→ **The problem**:
Repeat everything in the material exactly.

→ **Material**:
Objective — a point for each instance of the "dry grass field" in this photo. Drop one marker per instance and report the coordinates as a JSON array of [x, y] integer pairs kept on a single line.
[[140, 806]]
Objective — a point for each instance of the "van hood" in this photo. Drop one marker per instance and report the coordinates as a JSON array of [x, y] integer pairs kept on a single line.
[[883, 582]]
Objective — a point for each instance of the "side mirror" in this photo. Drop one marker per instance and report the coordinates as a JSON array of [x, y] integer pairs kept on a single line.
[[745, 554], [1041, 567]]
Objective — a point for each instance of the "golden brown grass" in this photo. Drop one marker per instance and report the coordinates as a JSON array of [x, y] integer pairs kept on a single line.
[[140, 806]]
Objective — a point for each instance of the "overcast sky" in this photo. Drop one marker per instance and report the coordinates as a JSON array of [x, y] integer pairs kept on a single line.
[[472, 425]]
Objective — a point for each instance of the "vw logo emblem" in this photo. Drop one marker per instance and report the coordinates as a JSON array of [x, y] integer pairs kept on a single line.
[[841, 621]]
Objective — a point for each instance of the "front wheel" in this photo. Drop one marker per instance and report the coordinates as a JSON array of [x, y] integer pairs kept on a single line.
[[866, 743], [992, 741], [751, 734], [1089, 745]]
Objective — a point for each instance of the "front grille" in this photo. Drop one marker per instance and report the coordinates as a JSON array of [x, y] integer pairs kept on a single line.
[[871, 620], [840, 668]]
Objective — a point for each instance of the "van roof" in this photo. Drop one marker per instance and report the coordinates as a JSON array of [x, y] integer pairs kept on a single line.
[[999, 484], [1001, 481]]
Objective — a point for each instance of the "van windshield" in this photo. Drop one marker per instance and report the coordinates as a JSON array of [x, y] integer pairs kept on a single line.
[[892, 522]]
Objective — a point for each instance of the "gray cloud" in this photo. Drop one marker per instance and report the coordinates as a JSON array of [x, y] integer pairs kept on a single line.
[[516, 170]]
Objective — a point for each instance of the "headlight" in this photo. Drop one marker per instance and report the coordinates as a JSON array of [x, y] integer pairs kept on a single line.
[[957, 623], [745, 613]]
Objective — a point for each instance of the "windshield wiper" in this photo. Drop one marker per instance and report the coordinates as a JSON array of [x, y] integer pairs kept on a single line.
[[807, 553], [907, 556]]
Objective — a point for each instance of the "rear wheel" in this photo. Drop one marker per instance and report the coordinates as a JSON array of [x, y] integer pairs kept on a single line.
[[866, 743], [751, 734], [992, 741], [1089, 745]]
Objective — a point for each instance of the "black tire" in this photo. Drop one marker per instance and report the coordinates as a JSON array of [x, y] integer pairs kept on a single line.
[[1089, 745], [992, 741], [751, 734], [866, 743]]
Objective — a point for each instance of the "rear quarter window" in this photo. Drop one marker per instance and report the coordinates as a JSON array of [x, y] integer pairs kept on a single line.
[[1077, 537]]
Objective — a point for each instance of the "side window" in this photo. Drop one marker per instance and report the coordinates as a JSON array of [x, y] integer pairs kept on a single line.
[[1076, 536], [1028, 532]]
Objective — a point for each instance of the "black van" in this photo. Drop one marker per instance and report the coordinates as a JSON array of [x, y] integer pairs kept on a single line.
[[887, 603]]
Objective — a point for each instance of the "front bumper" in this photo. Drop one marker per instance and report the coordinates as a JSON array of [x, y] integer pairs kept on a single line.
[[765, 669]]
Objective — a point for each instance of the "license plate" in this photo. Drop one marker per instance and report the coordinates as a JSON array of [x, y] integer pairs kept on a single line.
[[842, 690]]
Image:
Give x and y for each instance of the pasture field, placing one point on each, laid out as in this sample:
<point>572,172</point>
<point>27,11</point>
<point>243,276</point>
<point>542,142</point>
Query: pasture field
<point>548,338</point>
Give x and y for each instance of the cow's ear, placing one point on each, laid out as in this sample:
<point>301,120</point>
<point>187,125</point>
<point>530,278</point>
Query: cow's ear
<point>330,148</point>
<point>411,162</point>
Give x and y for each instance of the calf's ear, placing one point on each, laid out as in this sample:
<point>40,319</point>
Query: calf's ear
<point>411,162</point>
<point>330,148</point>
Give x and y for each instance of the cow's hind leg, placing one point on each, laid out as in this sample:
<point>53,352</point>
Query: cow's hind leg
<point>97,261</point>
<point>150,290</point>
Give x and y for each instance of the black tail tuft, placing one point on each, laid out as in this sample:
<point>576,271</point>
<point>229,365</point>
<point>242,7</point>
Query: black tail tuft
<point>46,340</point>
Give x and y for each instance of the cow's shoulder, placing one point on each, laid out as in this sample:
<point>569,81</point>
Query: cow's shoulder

→ **The completed task**:
Objective — a point for each instance of the "dry grass field" in this photo. Drop one marker per instance and report the coordinates as a JSON array of [x, y] integer pairs kept on a single line.
[[140, 806]]
Objective — a point for each instance of the "van hood" in this photo. Drop one marker per instance and report the coordinates as a JSON array of [x, y] integer pairs kept on a single line.
[[883, 582]]
Objective — a point for each instance of the "side mirror" in this photo. Drop one marker per instance and report the coordinates as a JSON array of [x, y] integer pairs kept on a single line.
[[745, 554], [1041, 567]]
Objective — a point for each instance of the "golden brown grass" in this photo. Drop one marker per instance and report the coordinates as a JSON array of [x, y] integer pairs kept on a single line.
[[140, 806]]
Objective — a point for each instance of the "overcast sky" in this photo. Drop one marker per instance and report the coordinates as a JSON array of [x, y] integer pairs kept on a single line.
[[472, 425]]
Objective — a point for each instance of the "vw logo emblem" in this photo. Drop one marker per instance and report the coordinates as a JSON array of [x, y] integer pairs kept on a single line.
[[841, 621]]
Objective — a point for each instance of the "front wheel" in this photo. Drop one marker per instance and report the coordinates as a JSON array of [x, y] integer pairs kept on a single line.
[[866, 743], [992, 741], [751, 734], [1089, 745]]
Objective — a point for each instance of the "front grille" in this photo. Drop one marker per instance and report the coordinates as a JSON array of [x, y] integer pairs kept on a single line.
[[871, 620], [840, 668]]
Objective — a point for each instance of the "van roof" in this photo. Drop one marker per instance and report the coordinates as a JSON array of [x, y] integer pairs kept on a single line.
[[999, 484], [1001, 481]]
Objective — a point for each instance of the "van windshield" in this photo. Drop one marker per instance and report the coordinates as a JSON array of [x, y] integer pairs kept on a single line.
[[892, 522]]
Objective — a point for each instance of the "gray cloud" in this photo. Drop one marker per instance and report the coordinates as a JSON array of [x, y] integer pairs kept on a single line.
[[516, 170]]
Objective — a point for each instance of the "headlight" in this photo. Drop one marker per instance and report the coordinates as a JSON array of [x, y] integer pairs kept on a single line.
[[957, 623], [745, 613]]
Objective — a point for each instance of the "windshield wiper" in this photo. Drop one marker per instance and report the coordinates as a JSON array of [x, y] integer pairs kept on a single line.
[[807, 553], [907, 556]]
Objective — a point for each instance of the "rear wheel" in this photo. Drop one marker per instance and report the coordinates as a JSON array of [x, y] integer pairs kept on a single line.
[[866, 743], [751, 734], [992, 741], [1089, 745]]
Objective — a point for each instance of the "black tire" in this photo. Drop one marker per instance and report the coordinates as a JSON array of [x, y] integer pairs kept on a single line.
[[1089, 745], [992, 741], [751, 734], [866, 743]]
Objective — a point for each instance of the "rear quarter window" in this photo. Drop one marker per instance and report the coordinates as a JSON array of [x, y] integer pairs kept on a single line.
[[1077, 537]]
Objective — a point for each instance of the "side window" in this photo. Drop one marker per instance and report the coordinates as a JSON array of [x, y] integer pairs kept on a single line.
[[1076, 536], [1028, 532]]
Objective — a point for each instance of the "black van" in this photo. Drop one marker per instance and report the coordinates as a JSON array of [x, y] integer pairs kept on a single line.
[[887, 603]]
Objective — a point for each instance of the "front bumper" in this photo. Drop one marker per instance and report the coordinates as a JSON array of [x, y] integer pairs kept on a single line.
[[765, 669]]
Objective — a point for each instance of the "license plate" in this photo. Drop one marker per instance and report the coordinates as a JSON array of [x, y] integer pairs kept on a single line.
[[842, 690]]
Image:
Give x and y for each instance of the pasture field, placing one point on each, laid out as in this sample:
<point>572,172</point>
<point>27,11</point>
<point>243,276</point>
<point>542,142</point>
Query: pasture field
<point>548,338</point>
Give x and y for each instance of the cow's ear, placing one point on each, laid out as in this sample:
<point>301,120</point>
<point>187,125</point>
<point>530,278</point>
Query: cow's ear
<point>330,148</point>
<point>411,162</point>
Give x and y for each instance of the calf's ear, placing one point on each, laid out as in this sample:
<point>40,319</point>
Query: calf's ear
<point>411,162</point>
<point>330,148</point>
Give x and y for each instance of the cow's hind leg, placing one point on each, laid out as in this sample:
<point>53,352</point>
Query: cow's hind leg
<point>97,261</point>
<point>150,290</point>
Give x and y for each instance of the black tail tuft, placing one point on each, laid out as in this sample:
<point>576,271</point>
<point>229,365</point>
<point>242,7</point>
Query: black tail tuft
<point>46,340</point>
Give x and y for each instance of the cow's shoulder, placing one point on each, laid out as in this sample:
<point>569,81</point>
Query: cow's shoulder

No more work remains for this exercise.